■ The exercise:
In the lines from the one holding "[segment] blue sky" through the end of the rows, inclusive, swap "separate parts" for "disjoint parts" and write those lines out again with nothing else changed.

====== Records for the exercise

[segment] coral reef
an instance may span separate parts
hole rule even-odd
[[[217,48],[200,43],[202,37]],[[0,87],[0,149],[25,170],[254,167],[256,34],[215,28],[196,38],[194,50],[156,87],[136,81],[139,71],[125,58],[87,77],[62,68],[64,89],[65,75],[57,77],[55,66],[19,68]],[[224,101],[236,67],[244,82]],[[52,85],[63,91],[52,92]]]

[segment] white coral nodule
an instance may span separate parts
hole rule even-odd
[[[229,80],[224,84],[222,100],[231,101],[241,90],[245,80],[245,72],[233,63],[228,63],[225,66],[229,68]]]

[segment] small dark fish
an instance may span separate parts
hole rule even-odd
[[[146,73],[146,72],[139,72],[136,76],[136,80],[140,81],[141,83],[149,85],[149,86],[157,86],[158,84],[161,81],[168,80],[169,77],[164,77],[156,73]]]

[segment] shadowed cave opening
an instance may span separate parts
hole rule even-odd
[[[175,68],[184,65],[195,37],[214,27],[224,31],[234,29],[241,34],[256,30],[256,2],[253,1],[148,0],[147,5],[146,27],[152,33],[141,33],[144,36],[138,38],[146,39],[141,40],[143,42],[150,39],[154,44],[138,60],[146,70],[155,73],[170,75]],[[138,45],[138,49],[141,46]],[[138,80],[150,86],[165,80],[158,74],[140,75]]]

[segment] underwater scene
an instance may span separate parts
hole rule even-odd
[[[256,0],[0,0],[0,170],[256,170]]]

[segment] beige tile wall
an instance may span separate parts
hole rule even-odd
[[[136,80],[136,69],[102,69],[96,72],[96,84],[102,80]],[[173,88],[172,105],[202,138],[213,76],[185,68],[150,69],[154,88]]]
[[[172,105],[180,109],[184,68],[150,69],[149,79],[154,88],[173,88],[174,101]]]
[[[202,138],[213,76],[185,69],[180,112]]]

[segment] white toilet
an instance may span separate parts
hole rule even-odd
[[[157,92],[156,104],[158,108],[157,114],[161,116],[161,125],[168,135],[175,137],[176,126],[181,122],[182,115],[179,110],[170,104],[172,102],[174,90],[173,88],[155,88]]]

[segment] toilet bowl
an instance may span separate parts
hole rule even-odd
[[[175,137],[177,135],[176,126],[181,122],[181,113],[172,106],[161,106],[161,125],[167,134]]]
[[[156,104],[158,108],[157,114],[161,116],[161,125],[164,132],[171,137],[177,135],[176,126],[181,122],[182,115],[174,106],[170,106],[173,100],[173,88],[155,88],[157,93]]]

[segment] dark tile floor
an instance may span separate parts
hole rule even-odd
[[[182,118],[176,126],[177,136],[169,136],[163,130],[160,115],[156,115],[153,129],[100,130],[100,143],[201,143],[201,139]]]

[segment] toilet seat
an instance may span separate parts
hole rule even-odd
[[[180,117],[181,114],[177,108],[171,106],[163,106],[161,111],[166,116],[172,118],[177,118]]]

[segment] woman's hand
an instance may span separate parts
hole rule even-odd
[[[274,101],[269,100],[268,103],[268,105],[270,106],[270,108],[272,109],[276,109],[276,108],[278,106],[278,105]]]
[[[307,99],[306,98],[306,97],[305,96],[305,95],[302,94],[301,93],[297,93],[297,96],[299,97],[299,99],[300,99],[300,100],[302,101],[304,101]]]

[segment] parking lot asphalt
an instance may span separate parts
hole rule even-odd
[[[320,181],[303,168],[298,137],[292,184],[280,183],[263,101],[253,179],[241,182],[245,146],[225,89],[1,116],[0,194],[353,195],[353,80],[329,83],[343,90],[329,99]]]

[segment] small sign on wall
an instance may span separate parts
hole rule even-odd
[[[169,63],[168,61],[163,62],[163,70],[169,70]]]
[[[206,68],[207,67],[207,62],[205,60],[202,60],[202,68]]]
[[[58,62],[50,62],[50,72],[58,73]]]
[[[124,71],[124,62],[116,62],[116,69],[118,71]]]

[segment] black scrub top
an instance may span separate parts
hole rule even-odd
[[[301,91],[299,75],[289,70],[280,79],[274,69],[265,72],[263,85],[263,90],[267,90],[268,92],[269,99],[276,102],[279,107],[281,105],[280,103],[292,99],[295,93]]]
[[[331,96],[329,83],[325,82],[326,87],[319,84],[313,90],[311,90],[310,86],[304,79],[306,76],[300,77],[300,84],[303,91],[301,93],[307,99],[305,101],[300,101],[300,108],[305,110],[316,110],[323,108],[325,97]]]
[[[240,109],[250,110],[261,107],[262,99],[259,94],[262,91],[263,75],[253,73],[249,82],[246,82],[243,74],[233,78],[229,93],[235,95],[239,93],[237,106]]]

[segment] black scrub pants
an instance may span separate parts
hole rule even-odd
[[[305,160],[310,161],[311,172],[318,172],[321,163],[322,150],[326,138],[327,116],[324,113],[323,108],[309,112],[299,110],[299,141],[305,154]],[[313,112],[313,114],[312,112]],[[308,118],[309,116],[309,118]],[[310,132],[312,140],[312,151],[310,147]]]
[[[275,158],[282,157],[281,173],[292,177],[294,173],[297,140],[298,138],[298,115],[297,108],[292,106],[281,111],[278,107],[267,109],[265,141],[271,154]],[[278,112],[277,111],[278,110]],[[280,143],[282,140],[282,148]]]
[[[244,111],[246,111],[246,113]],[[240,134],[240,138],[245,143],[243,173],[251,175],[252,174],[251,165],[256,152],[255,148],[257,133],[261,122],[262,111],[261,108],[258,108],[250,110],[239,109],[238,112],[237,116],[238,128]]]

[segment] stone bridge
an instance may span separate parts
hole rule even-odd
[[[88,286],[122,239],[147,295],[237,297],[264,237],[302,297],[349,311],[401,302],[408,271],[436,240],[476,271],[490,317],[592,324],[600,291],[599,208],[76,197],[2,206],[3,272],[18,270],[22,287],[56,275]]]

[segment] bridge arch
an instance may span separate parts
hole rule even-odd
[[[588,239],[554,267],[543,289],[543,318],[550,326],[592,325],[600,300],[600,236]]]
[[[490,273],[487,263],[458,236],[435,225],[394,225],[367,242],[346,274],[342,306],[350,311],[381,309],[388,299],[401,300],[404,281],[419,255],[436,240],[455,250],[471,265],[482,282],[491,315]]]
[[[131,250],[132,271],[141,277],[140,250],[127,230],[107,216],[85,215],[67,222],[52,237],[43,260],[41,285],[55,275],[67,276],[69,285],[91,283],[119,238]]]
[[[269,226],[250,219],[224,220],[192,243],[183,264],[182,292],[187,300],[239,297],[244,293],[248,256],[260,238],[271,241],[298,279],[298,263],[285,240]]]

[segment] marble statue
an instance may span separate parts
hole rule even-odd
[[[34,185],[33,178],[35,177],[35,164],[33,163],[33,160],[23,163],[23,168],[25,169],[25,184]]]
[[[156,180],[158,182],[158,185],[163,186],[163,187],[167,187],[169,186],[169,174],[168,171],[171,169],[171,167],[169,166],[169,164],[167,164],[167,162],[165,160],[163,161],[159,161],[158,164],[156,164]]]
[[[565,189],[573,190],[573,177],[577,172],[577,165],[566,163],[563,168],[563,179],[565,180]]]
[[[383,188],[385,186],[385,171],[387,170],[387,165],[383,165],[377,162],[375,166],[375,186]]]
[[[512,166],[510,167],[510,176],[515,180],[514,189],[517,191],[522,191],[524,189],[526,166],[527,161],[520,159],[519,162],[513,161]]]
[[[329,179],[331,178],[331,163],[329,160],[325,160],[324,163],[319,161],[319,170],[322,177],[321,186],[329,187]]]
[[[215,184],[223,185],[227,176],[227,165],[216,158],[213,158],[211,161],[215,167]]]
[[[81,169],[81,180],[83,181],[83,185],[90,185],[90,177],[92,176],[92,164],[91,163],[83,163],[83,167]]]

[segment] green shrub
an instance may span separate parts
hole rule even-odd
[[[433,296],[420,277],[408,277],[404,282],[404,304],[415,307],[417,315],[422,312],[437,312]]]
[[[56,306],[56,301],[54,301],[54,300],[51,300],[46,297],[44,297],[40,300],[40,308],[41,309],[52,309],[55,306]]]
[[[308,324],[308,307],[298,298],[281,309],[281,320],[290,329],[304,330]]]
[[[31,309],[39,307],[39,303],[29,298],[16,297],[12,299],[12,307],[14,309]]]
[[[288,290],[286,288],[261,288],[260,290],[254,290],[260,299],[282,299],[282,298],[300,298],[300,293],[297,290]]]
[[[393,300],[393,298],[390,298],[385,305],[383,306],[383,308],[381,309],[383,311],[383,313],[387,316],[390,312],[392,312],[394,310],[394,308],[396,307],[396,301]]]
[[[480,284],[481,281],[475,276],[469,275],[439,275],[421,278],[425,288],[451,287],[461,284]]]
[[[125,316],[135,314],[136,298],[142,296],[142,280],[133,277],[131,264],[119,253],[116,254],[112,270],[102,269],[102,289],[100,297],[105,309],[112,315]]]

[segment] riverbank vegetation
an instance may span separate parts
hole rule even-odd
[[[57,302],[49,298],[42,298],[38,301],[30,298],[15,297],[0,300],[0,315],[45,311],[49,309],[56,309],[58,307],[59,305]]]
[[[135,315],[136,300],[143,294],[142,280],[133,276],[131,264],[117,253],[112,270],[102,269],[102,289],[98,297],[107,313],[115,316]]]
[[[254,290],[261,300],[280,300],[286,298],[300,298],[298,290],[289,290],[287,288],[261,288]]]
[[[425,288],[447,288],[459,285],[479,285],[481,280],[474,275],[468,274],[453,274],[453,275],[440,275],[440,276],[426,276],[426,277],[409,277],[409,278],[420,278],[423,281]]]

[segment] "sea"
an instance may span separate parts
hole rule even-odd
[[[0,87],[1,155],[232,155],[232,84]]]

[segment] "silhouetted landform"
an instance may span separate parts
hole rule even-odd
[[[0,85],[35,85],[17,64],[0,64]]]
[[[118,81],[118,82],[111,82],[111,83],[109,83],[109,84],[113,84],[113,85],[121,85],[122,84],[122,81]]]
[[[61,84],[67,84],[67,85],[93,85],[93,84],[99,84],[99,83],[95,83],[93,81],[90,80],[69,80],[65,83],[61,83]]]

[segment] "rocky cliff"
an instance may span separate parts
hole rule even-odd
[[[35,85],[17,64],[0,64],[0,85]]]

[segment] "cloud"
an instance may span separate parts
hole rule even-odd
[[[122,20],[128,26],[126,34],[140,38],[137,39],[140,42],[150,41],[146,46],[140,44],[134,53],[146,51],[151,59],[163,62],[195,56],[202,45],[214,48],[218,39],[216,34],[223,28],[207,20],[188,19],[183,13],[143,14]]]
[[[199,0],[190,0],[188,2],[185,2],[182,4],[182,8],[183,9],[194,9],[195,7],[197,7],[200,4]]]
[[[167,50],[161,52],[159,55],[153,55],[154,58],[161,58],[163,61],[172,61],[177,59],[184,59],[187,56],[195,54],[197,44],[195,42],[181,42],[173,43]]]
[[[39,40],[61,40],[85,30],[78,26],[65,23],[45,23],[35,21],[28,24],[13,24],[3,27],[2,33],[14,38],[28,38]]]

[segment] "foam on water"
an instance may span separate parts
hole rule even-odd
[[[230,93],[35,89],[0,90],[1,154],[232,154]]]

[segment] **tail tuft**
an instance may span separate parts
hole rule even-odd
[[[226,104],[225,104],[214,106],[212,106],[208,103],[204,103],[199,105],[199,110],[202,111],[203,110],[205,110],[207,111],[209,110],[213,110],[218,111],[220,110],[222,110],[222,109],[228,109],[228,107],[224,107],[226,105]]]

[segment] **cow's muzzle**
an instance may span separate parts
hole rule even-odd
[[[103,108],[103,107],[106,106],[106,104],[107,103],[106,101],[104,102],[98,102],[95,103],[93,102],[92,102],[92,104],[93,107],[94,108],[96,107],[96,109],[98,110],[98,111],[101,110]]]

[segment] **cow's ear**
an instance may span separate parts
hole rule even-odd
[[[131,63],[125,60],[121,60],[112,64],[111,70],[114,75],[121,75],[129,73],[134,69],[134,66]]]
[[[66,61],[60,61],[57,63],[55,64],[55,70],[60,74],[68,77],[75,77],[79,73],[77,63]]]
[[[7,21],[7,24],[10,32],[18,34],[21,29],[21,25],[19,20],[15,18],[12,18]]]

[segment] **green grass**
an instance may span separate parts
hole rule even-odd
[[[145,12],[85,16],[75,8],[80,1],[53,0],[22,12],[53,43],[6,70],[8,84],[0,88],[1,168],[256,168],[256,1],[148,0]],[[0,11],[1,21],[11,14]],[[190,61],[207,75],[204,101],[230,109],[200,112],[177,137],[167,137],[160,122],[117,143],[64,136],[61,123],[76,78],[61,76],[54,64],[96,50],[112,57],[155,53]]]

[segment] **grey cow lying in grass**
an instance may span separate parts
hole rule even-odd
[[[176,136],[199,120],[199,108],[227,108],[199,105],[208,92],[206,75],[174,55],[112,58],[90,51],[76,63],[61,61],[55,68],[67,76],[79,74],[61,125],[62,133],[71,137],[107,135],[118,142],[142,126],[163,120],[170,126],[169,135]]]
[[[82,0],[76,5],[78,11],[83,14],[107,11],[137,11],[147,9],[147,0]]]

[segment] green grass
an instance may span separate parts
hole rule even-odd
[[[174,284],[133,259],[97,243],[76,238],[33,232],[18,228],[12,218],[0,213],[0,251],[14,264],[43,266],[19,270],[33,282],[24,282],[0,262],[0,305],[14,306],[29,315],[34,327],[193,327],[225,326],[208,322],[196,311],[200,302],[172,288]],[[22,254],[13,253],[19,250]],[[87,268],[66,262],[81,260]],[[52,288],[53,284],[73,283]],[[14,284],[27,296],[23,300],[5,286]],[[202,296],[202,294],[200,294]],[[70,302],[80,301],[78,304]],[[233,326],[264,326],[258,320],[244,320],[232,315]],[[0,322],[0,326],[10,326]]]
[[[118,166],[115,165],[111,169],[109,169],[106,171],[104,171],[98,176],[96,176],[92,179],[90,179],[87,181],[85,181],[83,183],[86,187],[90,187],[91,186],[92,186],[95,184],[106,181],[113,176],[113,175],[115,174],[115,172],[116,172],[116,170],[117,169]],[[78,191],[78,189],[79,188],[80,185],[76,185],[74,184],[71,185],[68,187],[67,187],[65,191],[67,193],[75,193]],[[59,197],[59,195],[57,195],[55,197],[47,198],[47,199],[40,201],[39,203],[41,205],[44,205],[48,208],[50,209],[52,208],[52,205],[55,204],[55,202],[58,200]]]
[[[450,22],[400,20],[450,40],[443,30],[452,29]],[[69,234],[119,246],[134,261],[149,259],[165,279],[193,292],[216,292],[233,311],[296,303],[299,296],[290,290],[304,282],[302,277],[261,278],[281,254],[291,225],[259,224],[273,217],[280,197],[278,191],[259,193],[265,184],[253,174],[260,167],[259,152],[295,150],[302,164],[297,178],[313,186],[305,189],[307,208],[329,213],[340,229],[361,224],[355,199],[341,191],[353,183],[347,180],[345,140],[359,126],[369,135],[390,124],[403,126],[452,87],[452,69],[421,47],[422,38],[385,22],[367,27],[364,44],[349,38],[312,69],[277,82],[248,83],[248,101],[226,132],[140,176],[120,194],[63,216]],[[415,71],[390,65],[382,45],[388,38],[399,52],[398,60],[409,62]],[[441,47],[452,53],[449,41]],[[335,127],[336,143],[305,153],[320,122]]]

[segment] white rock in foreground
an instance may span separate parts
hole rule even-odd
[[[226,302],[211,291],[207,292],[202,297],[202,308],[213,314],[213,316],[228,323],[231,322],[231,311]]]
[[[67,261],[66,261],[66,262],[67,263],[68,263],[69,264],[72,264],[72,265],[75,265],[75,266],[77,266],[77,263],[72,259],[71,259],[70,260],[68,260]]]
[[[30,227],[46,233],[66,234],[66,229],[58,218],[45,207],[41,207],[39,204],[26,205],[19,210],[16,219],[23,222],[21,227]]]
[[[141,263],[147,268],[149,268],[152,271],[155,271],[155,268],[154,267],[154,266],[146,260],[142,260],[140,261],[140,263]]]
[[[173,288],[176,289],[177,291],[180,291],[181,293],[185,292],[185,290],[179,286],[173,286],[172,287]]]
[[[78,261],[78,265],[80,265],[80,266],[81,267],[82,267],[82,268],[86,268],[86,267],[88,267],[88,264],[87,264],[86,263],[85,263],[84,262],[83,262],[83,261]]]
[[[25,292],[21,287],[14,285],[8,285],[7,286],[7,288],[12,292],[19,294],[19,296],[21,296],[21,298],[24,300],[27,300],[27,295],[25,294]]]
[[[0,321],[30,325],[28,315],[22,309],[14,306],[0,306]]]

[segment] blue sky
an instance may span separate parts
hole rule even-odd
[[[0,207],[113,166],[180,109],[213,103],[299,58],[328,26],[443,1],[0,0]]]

============

■ Finished answer:
[segment] blue sky
an instance may span disjoint parts
hole rule even-odd
[[[0,207],[113,166],[180,109],[213,103],[299,58],[328,26],[443,1],[0,0]]]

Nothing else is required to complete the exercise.